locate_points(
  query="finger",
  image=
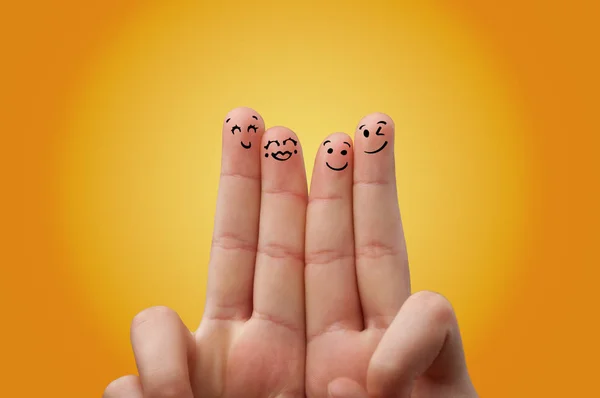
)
(423, 340)
(124, 387)
(331, 291)
(233, 252)
(279, 277)
(381, 260)
(164, 350)
(345, 388)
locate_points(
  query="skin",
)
(319, 305)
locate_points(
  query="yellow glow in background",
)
(134, 164)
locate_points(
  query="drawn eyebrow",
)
(290, 139)
(271, 142)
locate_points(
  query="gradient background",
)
(110, 118)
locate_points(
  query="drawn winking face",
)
(368, 133)
(281, 151)
(237, 128)
(333, 163)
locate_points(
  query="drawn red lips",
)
(281, 155)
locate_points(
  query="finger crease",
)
(228, 312)
(316, 199)
(371, 182)
(275, 250)
(330, 328)
(326, 256)
(277, 321)
(255, 178)
(281, 192)
(374, 250)
(229, 241)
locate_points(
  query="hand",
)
(365, 336)
(251, 341)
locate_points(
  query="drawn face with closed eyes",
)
(283, 150)
(244, 124)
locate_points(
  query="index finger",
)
(235, 235)
(380, 249)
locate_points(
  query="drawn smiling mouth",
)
(378, 150)
(281, 156)
(337, 169)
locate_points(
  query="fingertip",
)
(376, 117)
(246, 113)
(280, 144)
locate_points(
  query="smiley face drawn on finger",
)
(282, 151)
(242, 129)
(343, 152)
(367, 133)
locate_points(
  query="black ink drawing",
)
(366, 133)
(284, 154)
(343, 152)
(251, 128)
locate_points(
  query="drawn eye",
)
(289, 139)
(271, 142)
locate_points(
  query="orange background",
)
(542, 342)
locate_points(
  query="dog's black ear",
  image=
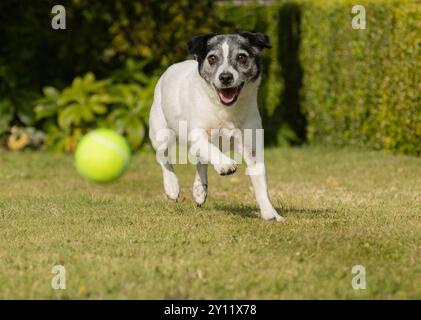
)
(258, 40)
(197, 44)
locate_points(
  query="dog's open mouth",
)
(228, 96)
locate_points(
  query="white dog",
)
(217, 90)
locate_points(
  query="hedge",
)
(355, 87)
(362, 87)
(322, 81)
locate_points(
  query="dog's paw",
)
(271, 214)
(226, 168)
(200, 192)
(171, 187)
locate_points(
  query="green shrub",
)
(89, 103)
(362, 87)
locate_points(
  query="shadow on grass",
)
(248, 211)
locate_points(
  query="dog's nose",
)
(226, 77)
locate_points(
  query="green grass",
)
(125, 240)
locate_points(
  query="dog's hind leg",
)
(163, 140)
(200, 184)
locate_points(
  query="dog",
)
(216, 90)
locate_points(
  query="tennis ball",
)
(102, 155)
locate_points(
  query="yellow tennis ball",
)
(102, 155)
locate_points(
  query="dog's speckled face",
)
(229, 62)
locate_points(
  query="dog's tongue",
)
(227, 95)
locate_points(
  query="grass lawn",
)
(125, 240)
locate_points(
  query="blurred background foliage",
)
(323, 81)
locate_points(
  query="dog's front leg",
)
(257, 171)
(206, 152)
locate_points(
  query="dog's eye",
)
(212, 59)
(242, 58)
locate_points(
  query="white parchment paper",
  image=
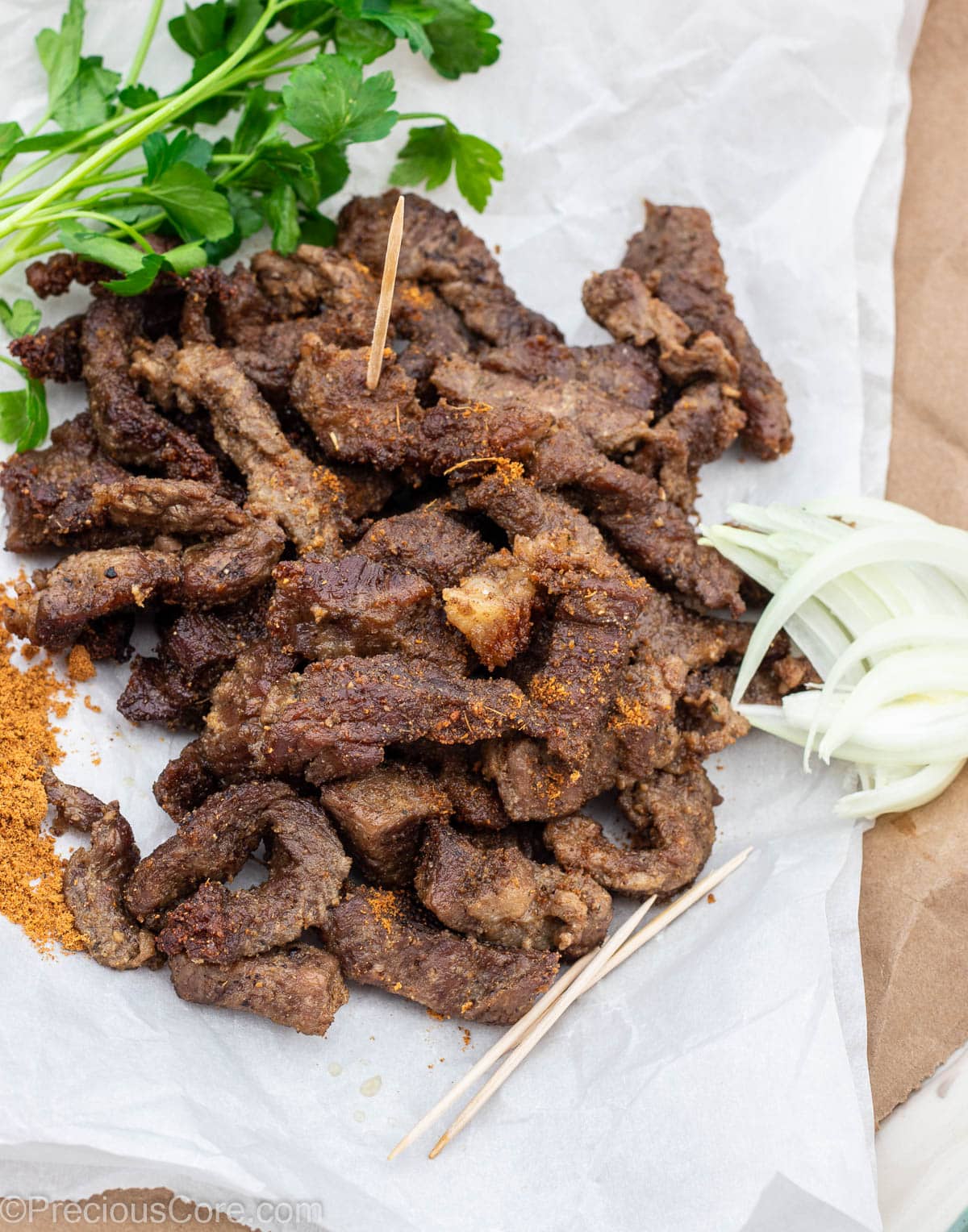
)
(718, 1082)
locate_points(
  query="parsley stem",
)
(151, 26)
(133, 137)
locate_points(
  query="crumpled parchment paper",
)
(719, 1080)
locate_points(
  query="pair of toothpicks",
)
(543, 1015)
(386, 298)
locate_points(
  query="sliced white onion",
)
(877, 597)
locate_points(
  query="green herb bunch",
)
(125, 160)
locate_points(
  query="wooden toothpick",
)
(540, 1018)
(386, 298)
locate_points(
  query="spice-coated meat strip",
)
(52, 354)
(492, 608)
(303, 499)
(428, 541)
(499, 896)
(233, 727)
(214, 840)
(128, 427)
(674, 816)
(323, 609)
(47, 493)
(382, 816)
(95, 877)
(653, 534)
(298, 987)
(306, 872)
(175, 685)
(382, 938)
(438, 249)
(611, 425)
(389, 427)
(335, 718)
(60, 604)
(186, 783)
(167, 506)
(678, 256)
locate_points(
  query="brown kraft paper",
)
(914, 889)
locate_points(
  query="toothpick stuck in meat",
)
(386, 298)
(536, 1023)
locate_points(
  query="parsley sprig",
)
(111, 160)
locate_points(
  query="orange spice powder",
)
(31, 872)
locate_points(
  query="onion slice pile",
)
(876, 597)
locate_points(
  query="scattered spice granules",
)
(79, 663)
(31, 872)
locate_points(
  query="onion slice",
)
(877, 597)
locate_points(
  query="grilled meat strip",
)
(438, 249)
(382, 939)
(323, 609)
(298, 987)
(48, 492)
(212, 842)
(175, 686)
(499, 896)
(306, 872)
(128, 427)
(382, 817)
(678, 256)
(336, 718)
(95, 877)
(674, 816)
(282, 482)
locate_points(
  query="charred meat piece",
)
(323, 609)
(678, 256)
(128, 427)
(674, 816)
(314, 279)
(214, 840)
(167, 506)
(62, 601)
(382, 938)
(622, 303)
(611, 425)
(707, 721)
(335, 718)
(473, 798)
(48, 492)
(588, 644)
(233, 728)
(175, 686)
(519, 508)
(382, 817)
(56, 275)
(226, 569)
(389, 427)
(184, 784)
(52, 354)
(536, 785)
(350, 422)
(298, 987)
(427, 541)
(653, 532)
(306, 872)
(439, 250)
(95, 877)
(282, 482)
(499, 896)
(492, 609)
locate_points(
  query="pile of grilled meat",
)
(417, 629)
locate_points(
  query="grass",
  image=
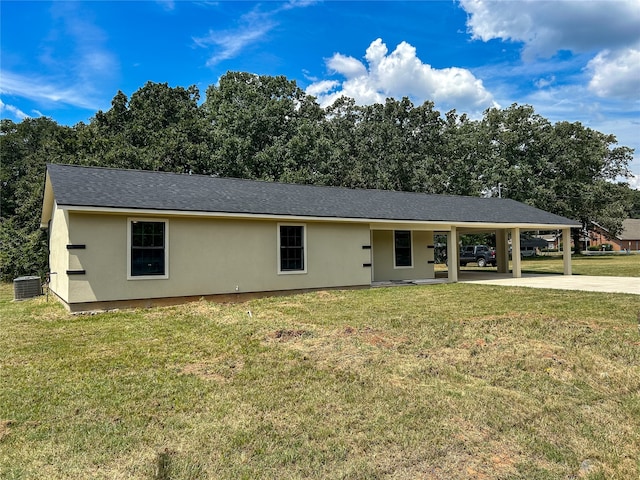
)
(443, 381)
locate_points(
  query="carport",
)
(506, 236)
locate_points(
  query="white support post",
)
(566, 250)
(502, 250)
(453, 263)
(515, 253)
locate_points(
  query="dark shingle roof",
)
(136, 189)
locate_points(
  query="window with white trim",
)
(147, 248)
(292, 257)
(403, 255)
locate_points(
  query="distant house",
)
(122, 237)
(628, 239)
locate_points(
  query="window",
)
(402, 248)
(291, 249)
(147, 249)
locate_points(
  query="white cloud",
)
(398, 74)
(252, 27)
(347, 66)
(548, 27)
(616, 74)
(44, 89)
(72, 65)
(13, 111)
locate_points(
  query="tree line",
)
(267, 128)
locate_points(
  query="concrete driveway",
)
(559, 282)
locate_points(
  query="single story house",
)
(628, 239)
(122, 237)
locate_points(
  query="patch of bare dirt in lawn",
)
(217, 370)
(5, 428)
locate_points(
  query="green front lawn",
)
(443, 381)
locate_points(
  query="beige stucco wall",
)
(213, 256)
(58, 253)
(383, 257)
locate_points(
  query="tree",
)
(256, 124)
(26, 148)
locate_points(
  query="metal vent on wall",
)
(26, 287)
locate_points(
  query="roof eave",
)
(378, 222)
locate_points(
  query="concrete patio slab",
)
(585, 283)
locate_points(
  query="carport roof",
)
(100, 188)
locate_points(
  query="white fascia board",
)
(376, 224)
(48, 204)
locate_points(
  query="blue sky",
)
(573, 60)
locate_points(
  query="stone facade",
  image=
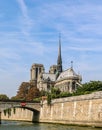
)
(66, 81)
(83, 110)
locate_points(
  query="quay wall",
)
(83, 110)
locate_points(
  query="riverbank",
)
(84, 110)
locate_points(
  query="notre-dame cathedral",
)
(66, 81)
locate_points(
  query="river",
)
(15, 125)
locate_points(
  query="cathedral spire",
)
(59, 60)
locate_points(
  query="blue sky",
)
(29, 33)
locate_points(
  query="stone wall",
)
(80, 110)
(77, 110)
(19, 114)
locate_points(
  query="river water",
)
(15, 125)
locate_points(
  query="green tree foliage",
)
(89, 87)
(4, 97)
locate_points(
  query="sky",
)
(29, 33)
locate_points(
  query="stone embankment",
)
(77, 110)
(83, 110)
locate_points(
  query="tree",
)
(4, 97)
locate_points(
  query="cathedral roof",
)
(69, 73)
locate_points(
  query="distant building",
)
(66, 81)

▶ [GIVEN PROBLEM]: Please extract every line of the entries above that contains the string "wall".

▶ [RESULT OF THIS EXERCISE]:
  query="beige stucco wall",
  query="metal vent on wall",
  query="quay wall",
  query="stone wall",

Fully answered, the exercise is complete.